# Conjunto de exercícios:
1. Traduza para o inglês a seguinte frase do texto sobre a cor azul: "Mas podemos, sem perigo, comer azul."
2. Reescreva o trecho do texto sobre a cor azul entre "Ou, pelo menos, a" e "chamar de ideias.", inclusive, trocando "impulsos elétricos" por "sinais elétricos".

# Documento:
---------------

Olá, sejam muito bem vindos ao Conchas, esta pequena bodeguita artesanal no fim da galáxia. Por aqui, abrimos às vezes, fazemos tudo de forma artesanal e nos alegramos imensamente com a presença. Nesta edição, quitutes azulados e todo um caminho de criação. Obrigada pela leitura.
Faz um tempo que a vida anda tingida.
Ou, pelo menos, a ponta dos dedos. Não mais as pontas dos cabelos. Mas as raízes, pelo menos por dentro, por onde circulam, em impulsos elétricos, aquilo que nos acostumamos a chamar de ideias.
A cor mais quente. Talvez a mais perigosa. O pigmento que fez a cabeça dos egípcios e levava os tintureiros europeus a fazerem xixi sob a infusão de uma plantinha - Isatis tinctoria - e que não se encontra tão comumente na natureza selvagem, tudo para desvendar a tonalidade única.
O tom absurdo, que surgiu para alquimistas desavisados como o lendário azul da Prússia. A cor que entendemos com a mente mas não com a alma e que parece sempre inatingível: não tocamos o azul do céu e nem o do mar. Mas podemos, sem perigo, comer azul.

---------------

# Dados disponíveis:

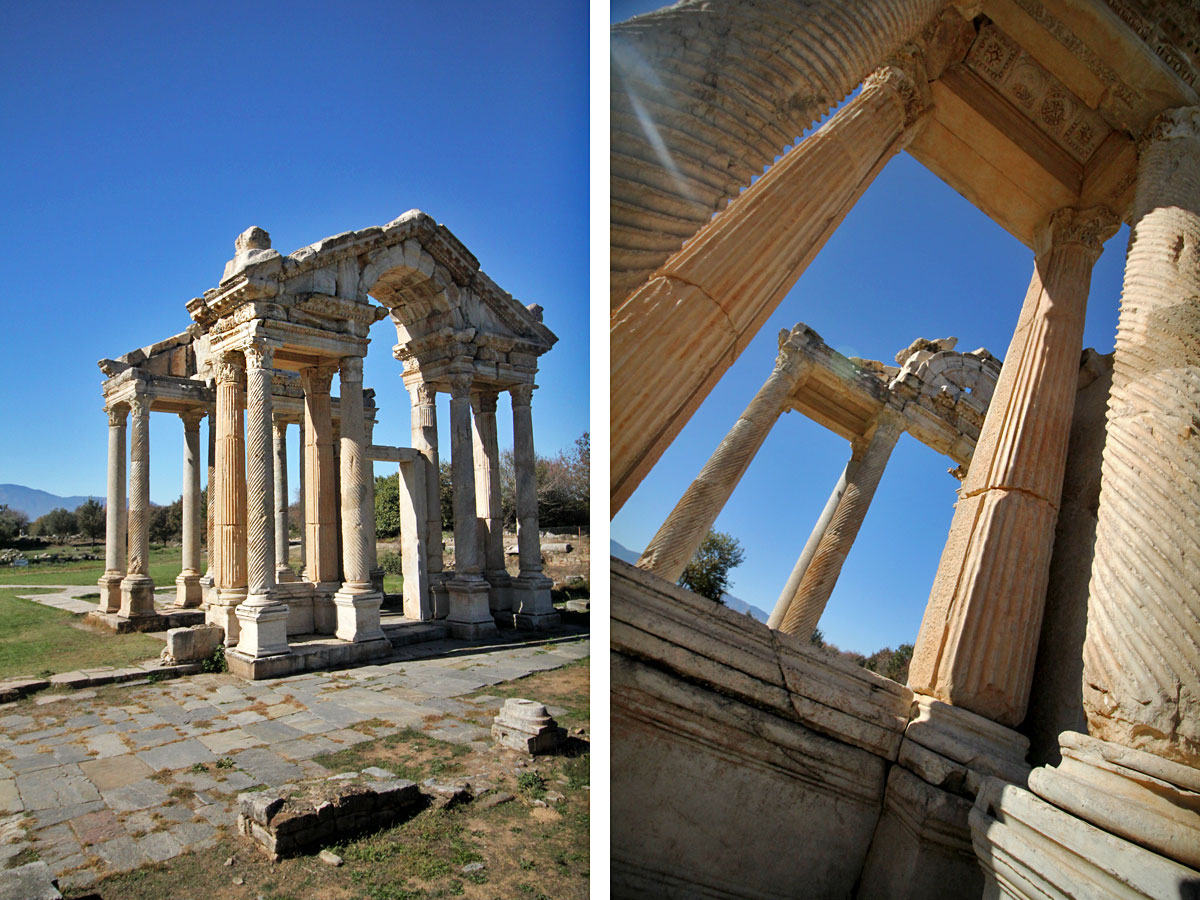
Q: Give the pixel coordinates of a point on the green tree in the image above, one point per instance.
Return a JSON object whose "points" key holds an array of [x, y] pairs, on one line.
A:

---------------

# Resultados das tarefas:
1. But we can, without danger, eat blue.

2.
Ou, pelo menos, a ponta dos dedos. Não mais as pontas dos cabelos. Mas as raízes, pelo menos por dentro, por onde circulam, em sinais elétricos, aquilo que nos acostumamos a chamar de ideias.